[Source data]
Segment Open

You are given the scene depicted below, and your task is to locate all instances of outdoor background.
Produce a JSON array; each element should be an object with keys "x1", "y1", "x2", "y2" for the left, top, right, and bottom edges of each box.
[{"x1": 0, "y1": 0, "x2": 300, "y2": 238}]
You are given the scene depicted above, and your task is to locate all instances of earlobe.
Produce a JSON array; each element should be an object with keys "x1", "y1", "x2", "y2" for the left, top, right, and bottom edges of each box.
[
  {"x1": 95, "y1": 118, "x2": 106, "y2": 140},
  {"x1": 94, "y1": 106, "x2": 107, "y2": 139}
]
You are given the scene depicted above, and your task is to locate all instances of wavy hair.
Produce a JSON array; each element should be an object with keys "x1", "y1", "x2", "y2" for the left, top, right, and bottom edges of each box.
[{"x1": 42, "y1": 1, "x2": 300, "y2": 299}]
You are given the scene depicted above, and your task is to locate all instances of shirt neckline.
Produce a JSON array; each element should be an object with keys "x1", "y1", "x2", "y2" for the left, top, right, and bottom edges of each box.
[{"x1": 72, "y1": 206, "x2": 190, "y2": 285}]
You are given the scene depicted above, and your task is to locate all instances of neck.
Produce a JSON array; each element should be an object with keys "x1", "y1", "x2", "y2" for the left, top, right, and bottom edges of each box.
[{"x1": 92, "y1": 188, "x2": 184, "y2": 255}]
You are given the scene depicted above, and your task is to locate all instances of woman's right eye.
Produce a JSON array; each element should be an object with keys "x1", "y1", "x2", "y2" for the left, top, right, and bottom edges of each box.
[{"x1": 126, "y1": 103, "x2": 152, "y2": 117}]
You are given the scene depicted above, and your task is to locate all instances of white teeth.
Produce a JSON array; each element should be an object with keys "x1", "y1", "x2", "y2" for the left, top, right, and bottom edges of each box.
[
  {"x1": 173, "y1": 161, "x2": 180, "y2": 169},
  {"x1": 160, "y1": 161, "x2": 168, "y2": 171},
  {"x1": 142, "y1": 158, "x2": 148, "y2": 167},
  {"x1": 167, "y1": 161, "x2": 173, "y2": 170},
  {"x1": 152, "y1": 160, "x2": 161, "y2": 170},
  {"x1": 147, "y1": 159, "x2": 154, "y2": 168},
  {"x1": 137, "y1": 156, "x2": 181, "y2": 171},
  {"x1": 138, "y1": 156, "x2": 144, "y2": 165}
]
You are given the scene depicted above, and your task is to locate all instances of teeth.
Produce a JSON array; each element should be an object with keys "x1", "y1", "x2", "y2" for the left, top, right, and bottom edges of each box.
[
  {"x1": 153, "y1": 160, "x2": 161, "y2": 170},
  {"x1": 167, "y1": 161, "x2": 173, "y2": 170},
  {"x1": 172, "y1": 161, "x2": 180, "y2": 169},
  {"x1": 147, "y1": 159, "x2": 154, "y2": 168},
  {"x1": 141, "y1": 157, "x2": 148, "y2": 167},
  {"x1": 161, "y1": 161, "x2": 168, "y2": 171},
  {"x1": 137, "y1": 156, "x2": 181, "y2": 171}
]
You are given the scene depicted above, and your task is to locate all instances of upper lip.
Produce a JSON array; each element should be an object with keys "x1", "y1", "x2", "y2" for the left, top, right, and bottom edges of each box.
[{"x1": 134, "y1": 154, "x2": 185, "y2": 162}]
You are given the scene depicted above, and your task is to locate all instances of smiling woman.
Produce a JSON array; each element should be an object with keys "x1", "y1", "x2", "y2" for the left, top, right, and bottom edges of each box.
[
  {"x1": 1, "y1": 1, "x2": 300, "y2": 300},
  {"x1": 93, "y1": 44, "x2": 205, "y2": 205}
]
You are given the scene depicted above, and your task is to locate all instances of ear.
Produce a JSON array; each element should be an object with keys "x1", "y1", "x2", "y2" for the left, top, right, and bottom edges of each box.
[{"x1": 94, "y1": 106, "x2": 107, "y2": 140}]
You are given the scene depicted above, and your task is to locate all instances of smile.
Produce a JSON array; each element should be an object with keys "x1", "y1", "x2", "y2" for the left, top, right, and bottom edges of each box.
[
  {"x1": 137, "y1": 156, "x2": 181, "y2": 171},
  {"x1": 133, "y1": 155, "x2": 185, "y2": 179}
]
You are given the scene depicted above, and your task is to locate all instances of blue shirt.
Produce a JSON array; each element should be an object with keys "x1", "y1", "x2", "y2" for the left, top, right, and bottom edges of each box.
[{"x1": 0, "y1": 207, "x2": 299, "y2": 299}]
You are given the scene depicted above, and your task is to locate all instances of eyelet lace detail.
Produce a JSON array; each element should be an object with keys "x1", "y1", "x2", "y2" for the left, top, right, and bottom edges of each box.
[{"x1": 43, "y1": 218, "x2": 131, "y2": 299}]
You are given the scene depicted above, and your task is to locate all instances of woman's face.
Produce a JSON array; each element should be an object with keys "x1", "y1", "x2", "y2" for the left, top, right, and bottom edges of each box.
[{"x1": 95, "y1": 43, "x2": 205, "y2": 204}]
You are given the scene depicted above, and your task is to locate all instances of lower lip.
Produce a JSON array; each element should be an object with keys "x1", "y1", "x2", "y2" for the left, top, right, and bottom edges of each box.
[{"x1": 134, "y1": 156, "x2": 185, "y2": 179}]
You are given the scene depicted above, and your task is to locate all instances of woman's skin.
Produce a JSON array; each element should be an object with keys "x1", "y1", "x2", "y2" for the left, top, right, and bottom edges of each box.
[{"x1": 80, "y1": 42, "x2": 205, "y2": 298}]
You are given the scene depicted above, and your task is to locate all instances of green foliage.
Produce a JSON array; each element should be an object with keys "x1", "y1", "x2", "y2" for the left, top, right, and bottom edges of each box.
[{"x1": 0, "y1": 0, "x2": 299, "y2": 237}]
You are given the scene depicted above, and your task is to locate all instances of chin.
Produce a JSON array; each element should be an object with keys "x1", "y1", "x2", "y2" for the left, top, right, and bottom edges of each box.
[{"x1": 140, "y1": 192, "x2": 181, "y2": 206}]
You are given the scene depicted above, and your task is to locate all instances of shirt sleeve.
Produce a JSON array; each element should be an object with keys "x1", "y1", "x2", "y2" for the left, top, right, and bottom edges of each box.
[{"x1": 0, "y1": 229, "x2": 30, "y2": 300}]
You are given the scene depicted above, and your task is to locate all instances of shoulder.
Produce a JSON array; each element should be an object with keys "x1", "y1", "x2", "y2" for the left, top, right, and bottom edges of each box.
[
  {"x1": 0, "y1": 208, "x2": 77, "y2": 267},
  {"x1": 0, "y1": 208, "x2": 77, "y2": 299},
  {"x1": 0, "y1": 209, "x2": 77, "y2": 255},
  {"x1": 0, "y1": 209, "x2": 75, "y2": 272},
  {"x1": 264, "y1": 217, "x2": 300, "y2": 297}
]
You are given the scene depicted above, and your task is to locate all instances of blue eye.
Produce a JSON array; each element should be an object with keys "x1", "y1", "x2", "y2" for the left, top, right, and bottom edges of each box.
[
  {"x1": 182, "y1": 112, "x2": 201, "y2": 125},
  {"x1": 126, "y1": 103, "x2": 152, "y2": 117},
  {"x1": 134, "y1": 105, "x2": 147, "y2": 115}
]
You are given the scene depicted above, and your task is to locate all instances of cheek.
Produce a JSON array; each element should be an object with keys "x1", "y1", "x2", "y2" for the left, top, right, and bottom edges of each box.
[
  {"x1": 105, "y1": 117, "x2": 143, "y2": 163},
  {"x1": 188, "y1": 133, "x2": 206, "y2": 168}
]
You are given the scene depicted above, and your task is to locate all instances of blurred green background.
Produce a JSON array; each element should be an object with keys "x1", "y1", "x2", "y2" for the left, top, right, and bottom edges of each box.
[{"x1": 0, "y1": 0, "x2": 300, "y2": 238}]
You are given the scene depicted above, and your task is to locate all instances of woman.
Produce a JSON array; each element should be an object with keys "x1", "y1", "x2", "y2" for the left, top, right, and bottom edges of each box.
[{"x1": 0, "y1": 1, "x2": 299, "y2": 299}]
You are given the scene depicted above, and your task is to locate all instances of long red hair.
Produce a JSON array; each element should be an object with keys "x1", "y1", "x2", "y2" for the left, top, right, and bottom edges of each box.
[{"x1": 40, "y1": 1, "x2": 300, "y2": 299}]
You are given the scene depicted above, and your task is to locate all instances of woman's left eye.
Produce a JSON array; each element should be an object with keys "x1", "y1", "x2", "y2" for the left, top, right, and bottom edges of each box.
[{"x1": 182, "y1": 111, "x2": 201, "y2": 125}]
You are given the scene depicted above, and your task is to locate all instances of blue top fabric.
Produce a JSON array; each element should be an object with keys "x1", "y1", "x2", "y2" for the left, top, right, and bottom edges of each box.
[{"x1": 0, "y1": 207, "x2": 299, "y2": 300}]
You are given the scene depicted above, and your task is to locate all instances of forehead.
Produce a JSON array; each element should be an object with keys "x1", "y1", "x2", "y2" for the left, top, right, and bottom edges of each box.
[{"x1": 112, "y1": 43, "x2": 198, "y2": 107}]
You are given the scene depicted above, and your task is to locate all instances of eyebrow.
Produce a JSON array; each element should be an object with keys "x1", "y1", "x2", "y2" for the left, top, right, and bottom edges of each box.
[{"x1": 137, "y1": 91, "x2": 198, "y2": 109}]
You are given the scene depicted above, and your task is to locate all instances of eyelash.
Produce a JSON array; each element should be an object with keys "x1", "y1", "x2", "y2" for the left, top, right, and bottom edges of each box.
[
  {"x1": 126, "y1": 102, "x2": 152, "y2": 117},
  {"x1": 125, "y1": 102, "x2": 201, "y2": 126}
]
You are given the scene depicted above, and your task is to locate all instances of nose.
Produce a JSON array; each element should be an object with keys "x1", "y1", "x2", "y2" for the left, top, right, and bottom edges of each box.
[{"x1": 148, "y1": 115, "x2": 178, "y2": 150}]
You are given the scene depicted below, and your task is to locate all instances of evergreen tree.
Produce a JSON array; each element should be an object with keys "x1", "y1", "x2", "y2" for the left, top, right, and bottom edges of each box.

Segment Closed

*Task goal*. Copy each line in the entries above where "background" turns up.

*Answer box*.
You are given the scene depicted below, and your task is to locate all instances of outdoor background.
You are given the scene depicted above, and your task is to locate all instances of blurred green background.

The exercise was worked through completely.